Zet de tekst over het dagelijks schrijven van een krantencolumn voort vanaf het punt waar die ophoudt.

• **Fragment**
##########
We zijn de kunst van het polderen een beetje verleerd


Na een kleine vijftien jaar elke dag een column schrijven voor deze krant (dat zijn er inmiddels ruim 4.000) beschouw ik dat lege beeldscherm – wachtend op 319 woorden – toch elke ochtend weer als een plezierige uitdaging. In al die jaren heb ik (griepjes daargelaten) zonder ook maar iets van tegenzin het nieuws onder ‘mijn’ loep genomen; relatief grote zaken als woningtekorten, verkeersingrepen, opvang van asielzoekers, op stapel staande megaprojecten, politieke visies en idealen (van welke kleur dan ook) of ingrijpende gebeurtenissen vragen nu eenmaal om duiding of omlijsting en dus giet ik mijn overwegingen hierover dagelijks in een persoonlijk gekleurd jasje. Daarbij heb ik me altijd voorgehouden dat mijn mening uiteindelijk ook maar ‘een’ mening is. Ik bedoel: ik zie het als mijn taak om, over welk onderwerp dan ook, de discussie aan te slingeren of, waar nodig, op te rakelen. Daarnaast vind ik trouwens dat een column ook aangenaam moet zijn om te lezen; een beetje humor (liefst mét zelfspot) kan in ieder geval geen kwaad toch?
##########
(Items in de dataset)
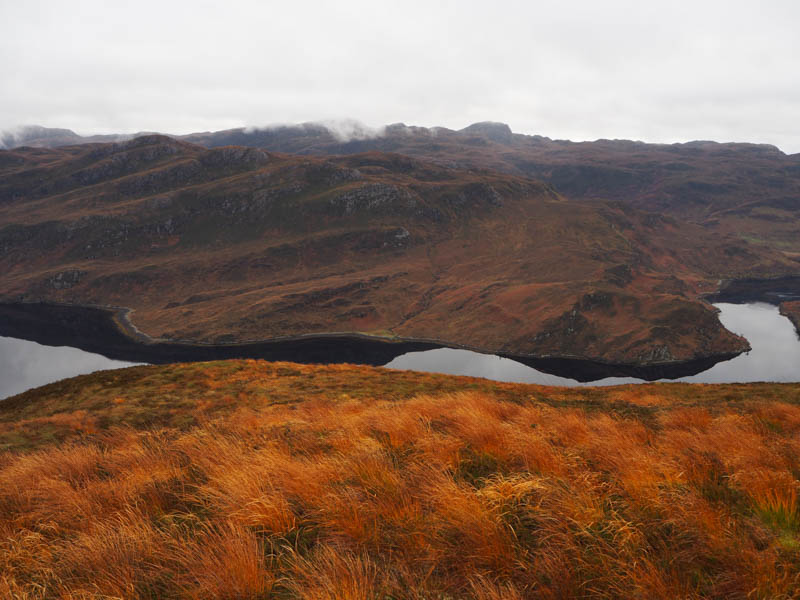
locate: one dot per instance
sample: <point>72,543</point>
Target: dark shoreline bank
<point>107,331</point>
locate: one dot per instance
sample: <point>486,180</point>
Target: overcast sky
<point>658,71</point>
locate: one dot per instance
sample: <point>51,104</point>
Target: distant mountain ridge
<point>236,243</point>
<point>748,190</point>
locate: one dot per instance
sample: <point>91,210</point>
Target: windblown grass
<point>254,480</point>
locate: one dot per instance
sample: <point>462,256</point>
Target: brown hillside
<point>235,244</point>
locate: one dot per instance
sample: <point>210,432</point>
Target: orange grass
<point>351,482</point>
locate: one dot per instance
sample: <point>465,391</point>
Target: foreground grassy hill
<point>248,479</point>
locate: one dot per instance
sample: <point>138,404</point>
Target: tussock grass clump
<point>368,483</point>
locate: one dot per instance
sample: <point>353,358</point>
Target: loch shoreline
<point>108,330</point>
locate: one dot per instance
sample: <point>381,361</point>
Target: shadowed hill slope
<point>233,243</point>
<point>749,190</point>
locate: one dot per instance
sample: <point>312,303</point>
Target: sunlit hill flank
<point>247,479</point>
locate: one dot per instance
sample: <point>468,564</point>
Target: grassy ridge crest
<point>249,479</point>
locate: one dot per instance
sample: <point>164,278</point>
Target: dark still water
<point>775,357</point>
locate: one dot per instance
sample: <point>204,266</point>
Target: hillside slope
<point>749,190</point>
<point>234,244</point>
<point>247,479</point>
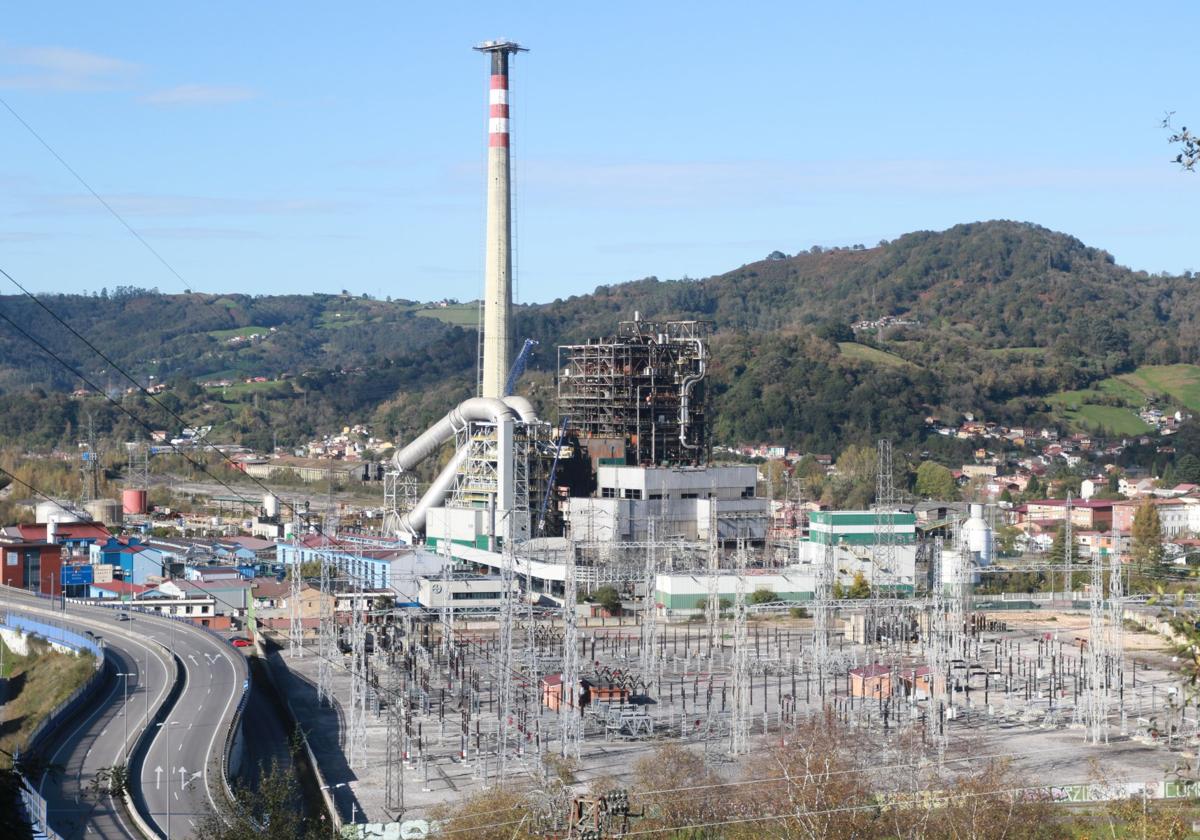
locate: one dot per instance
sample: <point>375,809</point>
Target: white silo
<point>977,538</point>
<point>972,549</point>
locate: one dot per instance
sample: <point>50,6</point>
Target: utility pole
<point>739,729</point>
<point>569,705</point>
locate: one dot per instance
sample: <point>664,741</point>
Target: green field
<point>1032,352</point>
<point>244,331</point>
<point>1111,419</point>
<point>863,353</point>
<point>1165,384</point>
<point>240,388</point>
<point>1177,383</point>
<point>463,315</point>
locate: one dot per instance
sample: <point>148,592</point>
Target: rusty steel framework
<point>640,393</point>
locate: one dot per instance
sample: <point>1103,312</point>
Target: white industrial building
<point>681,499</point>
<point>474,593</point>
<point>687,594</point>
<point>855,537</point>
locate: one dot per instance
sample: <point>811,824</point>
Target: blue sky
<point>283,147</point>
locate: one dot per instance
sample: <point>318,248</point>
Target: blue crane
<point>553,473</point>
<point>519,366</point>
##########
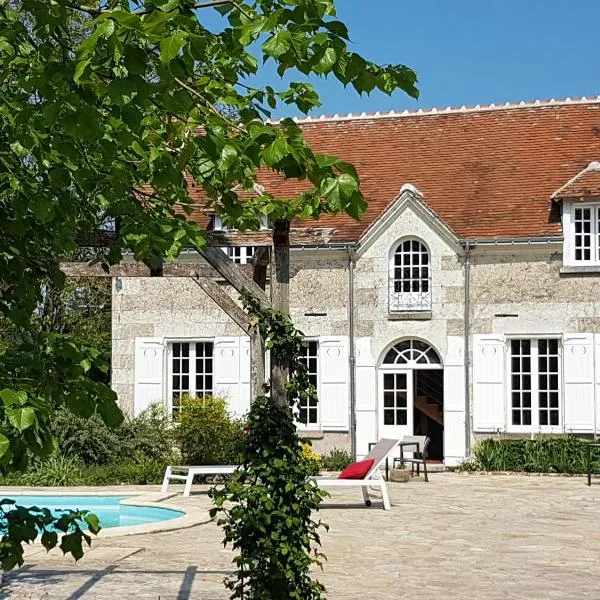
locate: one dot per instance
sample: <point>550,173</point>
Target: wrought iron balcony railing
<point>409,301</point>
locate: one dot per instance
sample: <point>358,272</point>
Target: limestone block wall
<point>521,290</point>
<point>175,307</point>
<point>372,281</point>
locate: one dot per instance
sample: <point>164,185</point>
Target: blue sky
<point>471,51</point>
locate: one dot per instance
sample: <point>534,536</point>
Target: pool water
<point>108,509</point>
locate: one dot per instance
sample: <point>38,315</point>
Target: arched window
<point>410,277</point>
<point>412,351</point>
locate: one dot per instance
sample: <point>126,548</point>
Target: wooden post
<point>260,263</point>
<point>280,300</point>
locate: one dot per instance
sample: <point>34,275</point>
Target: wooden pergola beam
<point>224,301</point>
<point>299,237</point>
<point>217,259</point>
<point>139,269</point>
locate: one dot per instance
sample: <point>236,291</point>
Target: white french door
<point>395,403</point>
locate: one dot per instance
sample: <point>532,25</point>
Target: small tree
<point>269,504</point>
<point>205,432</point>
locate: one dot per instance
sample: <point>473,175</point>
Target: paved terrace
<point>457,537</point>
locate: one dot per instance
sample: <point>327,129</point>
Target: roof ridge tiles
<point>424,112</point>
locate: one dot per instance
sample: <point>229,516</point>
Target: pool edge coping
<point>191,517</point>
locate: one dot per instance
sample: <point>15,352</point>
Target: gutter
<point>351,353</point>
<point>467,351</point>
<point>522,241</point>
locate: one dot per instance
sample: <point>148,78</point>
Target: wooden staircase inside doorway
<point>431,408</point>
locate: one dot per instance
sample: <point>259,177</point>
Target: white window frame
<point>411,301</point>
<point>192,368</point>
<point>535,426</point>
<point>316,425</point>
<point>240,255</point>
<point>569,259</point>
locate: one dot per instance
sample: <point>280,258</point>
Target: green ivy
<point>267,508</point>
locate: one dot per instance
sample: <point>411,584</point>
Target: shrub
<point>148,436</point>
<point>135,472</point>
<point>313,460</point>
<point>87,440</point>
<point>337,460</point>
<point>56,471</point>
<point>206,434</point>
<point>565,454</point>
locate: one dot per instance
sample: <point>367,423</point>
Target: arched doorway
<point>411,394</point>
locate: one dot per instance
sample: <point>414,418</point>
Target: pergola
##########
• **Resultaat**
Er is wel één verschil met vroeger. Ik kan me de tijd nog heugen dat je in een discussie serieus moeite deed elkaar tegemoet te komen. Vandaag de dag is daar in veel gevallen al lang geen sprake meer van. Tegenwoordig (met dank aan de ‘socials’) slinger je een ongenuanceerde, soms louter op emotie gebaseerde kort-door-de-bocht-visie het liefst op zo luid mogelijke toon de wereld in om vervolgens de luiken te sluiten ter conservering van het heilige eigen gelijk. Dat vind ik jammer… dat we tegenwoordig vooral met de hakken in het zand discussiëren en niet meer pogen om op z’n minst met elkaar overeen te komen over het feit dat we soms even simpelweg niet overeen komen. We mogen dan polderbewoners zijn… de aloude kunst van het polderen – iets waar we ooit wereldwijd om bewonderd werden – moeten we onszelf toch écht weer een beetje gaan aanleren.